**Material for the task**
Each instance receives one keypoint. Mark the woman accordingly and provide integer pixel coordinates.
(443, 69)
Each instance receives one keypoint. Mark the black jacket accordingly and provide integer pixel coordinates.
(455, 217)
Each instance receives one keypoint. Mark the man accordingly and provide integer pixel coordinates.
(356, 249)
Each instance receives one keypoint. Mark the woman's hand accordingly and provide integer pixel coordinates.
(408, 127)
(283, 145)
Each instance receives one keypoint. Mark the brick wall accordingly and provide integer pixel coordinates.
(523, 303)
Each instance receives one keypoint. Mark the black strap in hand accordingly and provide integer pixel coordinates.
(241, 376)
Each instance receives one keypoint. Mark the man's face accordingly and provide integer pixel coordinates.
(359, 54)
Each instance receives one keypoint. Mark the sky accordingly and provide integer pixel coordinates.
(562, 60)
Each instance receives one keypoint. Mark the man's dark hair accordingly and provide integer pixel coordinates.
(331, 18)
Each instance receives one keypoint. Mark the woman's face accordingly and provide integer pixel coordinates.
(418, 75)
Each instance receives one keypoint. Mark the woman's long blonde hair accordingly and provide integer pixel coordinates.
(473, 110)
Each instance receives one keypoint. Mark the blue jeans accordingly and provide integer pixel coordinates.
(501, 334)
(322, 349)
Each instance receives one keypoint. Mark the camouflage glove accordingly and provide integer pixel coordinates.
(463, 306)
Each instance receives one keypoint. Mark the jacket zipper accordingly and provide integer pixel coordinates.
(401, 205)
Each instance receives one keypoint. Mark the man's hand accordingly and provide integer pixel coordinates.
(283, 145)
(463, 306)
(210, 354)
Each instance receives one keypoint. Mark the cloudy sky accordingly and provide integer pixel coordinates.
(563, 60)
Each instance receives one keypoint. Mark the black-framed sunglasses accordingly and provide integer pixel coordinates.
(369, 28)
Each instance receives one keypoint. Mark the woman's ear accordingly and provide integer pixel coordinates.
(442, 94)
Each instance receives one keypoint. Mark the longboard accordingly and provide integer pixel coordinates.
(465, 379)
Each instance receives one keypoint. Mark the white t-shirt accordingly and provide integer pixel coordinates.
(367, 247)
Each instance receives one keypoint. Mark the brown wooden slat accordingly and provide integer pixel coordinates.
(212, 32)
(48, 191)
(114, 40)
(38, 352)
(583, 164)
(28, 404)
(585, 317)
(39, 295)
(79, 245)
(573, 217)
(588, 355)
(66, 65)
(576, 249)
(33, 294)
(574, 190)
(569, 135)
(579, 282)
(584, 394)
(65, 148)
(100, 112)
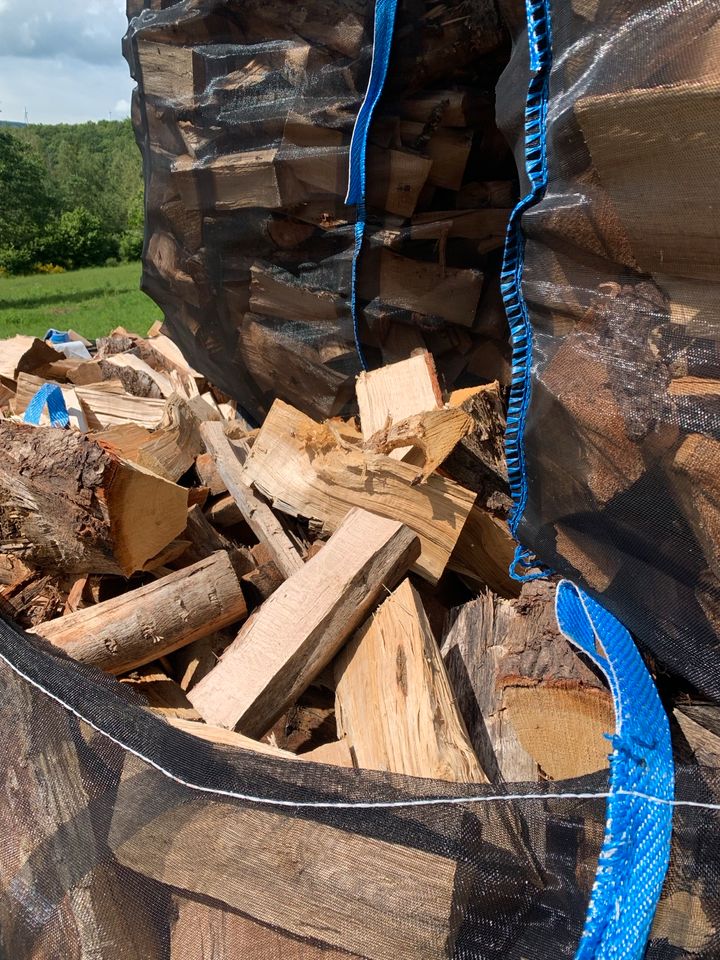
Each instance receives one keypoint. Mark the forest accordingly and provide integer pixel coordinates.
(71, 196)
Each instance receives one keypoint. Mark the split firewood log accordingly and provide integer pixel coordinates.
(534, 710)
(139, 626)
(395, 392)
(24, 355)
(394, 660)
(295, 874)
(299, 465)
(66, 502)
(299, 629)
(45, 767)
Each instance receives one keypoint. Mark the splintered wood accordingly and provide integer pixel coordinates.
(303, 624)
(395, 660)
(244, 583)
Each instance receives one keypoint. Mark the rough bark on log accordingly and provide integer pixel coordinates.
(533, 709)
(205, 932)
(68, 503)
(578, 377)
(432, 437)
(24, 355)
(165, 697)
(138, 627)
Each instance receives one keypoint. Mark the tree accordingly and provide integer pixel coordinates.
(26, 203)
(76, 239)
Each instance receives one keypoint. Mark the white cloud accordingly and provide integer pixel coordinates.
(62, 60)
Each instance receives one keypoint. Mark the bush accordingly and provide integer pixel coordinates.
(14, 260)
(131, 245)
(76, 239)
(48, 268)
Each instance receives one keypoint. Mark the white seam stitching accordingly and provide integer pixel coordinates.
(339, 805)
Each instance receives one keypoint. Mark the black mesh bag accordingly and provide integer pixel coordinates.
(127, 839)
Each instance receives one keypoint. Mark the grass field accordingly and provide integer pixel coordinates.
(92, 302)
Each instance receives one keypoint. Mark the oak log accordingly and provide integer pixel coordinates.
(394, 661)
(66, 502)
(142, 625)
(533, 708)
(299, 465)
(299, 629)
(260, 518)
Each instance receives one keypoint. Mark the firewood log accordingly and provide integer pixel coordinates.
(165, 697)
(299, 466)
(224, 512)
(478, 461)
(638, 161)
(395, 392)
(68, 503)
(394, 660)
(420, 287)
(332, 886)
(273, 356)
(578, 376)
(693, 474)
(256, 512)
(295, 634)
(432, 435)
(205, 932)
(136, 376)
(107, 403)
(24, 355)
(206, 540)
(533, 709)
(138, 627)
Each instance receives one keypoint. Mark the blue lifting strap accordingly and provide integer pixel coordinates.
(385, 11)
(52, 395)
(636, 849)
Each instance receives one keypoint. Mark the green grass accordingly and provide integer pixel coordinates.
(92, 302)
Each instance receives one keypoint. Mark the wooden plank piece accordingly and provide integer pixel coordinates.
(395, 661)
(298, 630)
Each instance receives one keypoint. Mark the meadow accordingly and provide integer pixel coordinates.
(92, 301)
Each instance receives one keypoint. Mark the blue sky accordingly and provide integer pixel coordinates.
(61, 60)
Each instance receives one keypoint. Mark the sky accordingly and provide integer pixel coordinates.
(61, 61)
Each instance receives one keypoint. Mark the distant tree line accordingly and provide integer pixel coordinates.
(70, 196)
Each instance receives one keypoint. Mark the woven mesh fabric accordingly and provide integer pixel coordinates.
(125, 839)
(245, 114)
(622, 437)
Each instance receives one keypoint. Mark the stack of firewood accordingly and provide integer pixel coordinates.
(328, 592)
(304, 588)
(245, 116)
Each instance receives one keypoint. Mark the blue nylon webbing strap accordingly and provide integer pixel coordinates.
(50, 394)
(385, 11)
(525, 566)
(636, 849)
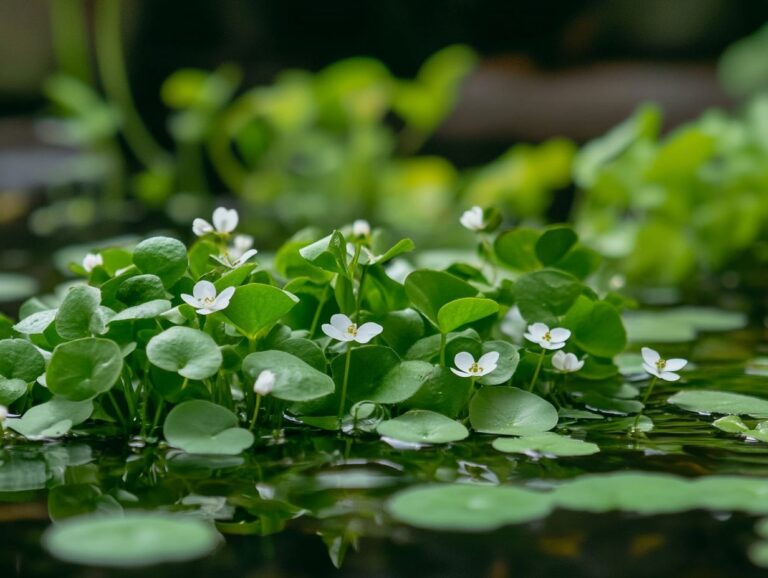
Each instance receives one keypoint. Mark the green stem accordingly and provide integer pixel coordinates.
(538, 369)
(255, 412)
(343, 400)
(111, 64)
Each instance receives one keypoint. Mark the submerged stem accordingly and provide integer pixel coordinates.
(538, 369)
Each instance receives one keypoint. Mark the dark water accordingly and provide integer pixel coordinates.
(294, 502)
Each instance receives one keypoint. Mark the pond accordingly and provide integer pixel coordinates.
(303, 504)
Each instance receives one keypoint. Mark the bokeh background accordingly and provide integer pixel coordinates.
(121, 117)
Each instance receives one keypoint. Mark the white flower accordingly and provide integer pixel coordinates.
(265, 383)
(661, 368)
(361, 228)
(468, 367)
(566, 362)
(91, 261)
(546, 337)
(342, 329)
(205, 299)
(224, 221)
(473, 219)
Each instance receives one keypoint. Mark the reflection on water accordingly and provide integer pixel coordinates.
(297, 504)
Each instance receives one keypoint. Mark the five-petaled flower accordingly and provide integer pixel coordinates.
(547, 338)
(205, 300)
(361, 228)
(473, 219)
(661, 368)
(342, 329)
(468, 367)
(91, 261)
(566, 362)
(265, 382)
(224, 222)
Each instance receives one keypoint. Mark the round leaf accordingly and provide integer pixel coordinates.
(186, 351)
(84, 368)
(202, 427)
(422, 426)
(510, 411)
(295, 380)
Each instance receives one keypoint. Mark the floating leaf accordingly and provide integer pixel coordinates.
(202, 427)
(546, 443)
(295, 380)
(421, 426)
(510, 411)
(186, 351)
(131, 540)
(84, 368)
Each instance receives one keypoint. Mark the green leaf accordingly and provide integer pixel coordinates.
(148, 310)
(554, 243)
(84, 368)
(459, 312)
(295, 380)
(255, 308)
(517, 249)
(202, 427)
(131, 540)
(162, 256)
(19, 359)
(545, 295)
(77, 313)
(546, 443)
(51, 419)
(510, 411)
(421, 426)
(186, 351)
(720, 402)
(467, 507)
(430, 290)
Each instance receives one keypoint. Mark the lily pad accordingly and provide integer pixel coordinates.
(421, 426)
(202, 427)
(131, 540)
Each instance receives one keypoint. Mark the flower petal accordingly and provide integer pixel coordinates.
(341, 322)
(463, 360)
(650, 356)
(368, 331)
(560, 334)
(204, 289)
(675, 364)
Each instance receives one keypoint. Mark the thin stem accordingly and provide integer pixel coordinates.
(538, 369)
(343, 400)
(255, 412)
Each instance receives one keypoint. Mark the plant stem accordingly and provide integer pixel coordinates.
(255, 412)
(538, 369)
(343, 400)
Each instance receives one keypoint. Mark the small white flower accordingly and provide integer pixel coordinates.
(566, 362)
(342, 329)
(468, 367)
(547, 338)
(265, 383)
(205, 300)
(473, 219)
(224, 221)
(661, 368)
(361, 228)
(91, 261)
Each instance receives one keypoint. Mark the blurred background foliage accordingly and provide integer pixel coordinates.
(146, 121)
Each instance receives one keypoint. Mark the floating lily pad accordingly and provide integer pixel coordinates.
(422, 426)
(546, 443)
(131, 540)
(202, 427)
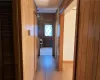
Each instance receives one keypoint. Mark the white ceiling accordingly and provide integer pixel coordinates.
(47, 6)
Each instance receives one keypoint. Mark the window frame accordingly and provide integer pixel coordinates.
(44, 29)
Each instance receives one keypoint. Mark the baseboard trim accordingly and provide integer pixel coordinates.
(67, 61)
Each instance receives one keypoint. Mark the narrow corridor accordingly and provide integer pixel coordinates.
(47, 68)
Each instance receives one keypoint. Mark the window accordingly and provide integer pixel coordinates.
(48, 30)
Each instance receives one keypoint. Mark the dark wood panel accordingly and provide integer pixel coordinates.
(6, 36)
(61, 41)
(88, 46)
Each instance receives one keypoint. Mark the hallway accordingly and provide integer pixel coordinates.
(47, 68)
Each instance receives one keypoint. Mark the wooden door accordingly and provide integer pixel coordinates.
(88, 41)
(7, 66)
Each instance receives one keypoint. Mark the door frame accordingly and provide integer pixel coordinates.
(17, 31)
(75, 42)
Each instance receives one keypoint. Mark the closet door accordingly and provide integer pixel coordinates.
(6, 42)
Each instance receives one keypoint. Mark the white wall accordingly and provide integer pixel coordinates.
(69, 32)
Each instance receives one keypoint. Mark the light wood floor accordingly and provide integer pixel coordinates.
(47, 69)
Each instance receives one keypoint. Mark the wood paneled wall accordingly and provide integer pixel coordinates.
(57, 38)
(88, 44)
(61, 41)
(28, 24)
(7, 64)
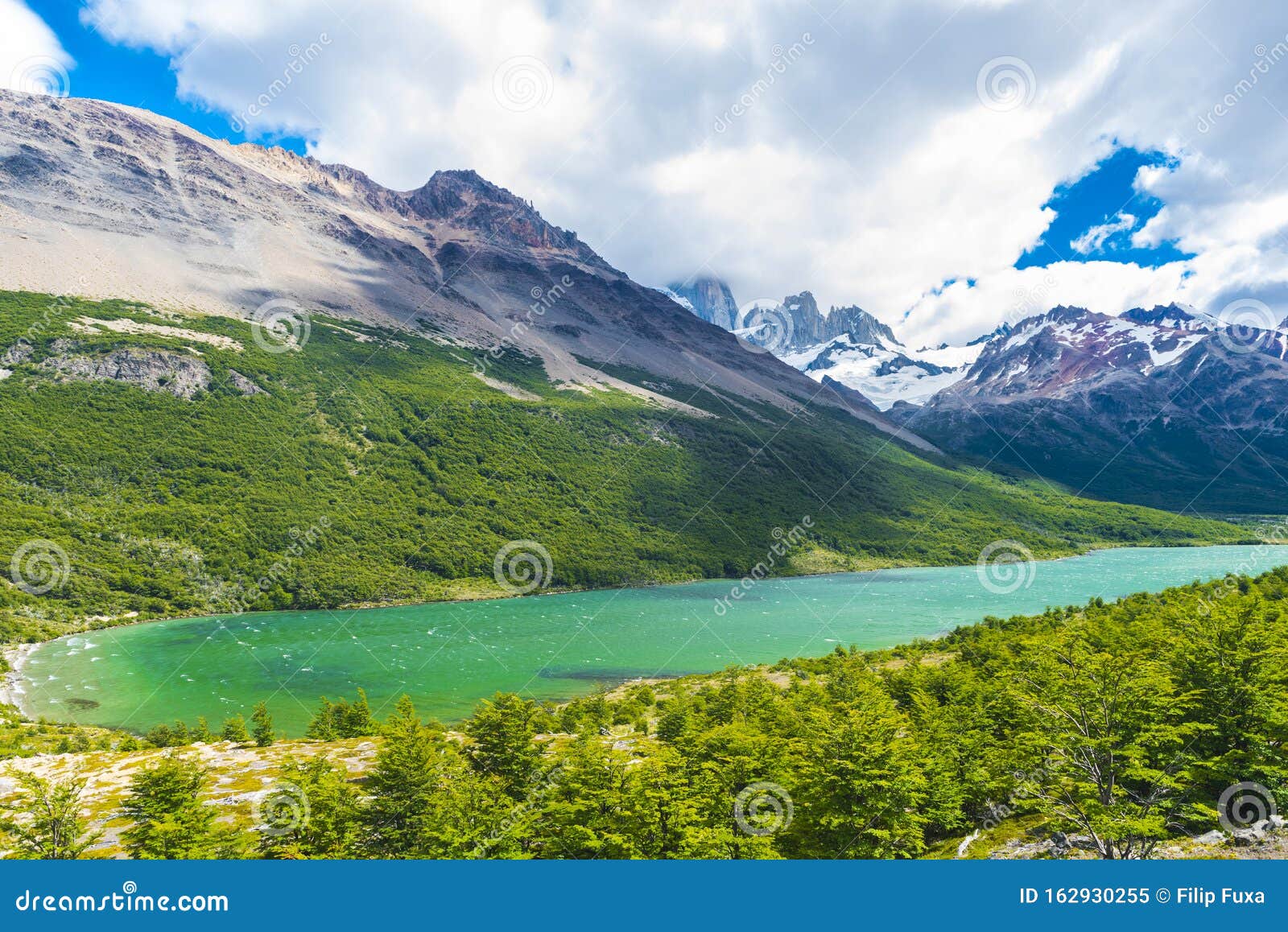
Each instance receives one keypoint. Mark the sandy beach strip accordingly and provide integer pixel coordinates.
(10, 685)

**What you will do**
Reproduce the lines of the data word for word, starting at the line that contains "Each instance receives one keypoint. Mark the sandy" and ending at the end of the data.

**Solved exercise**
Each instance receives one keypoint. Mark the sandy beach strip accordingly and provide integer pixel coordinates.
(10, 685)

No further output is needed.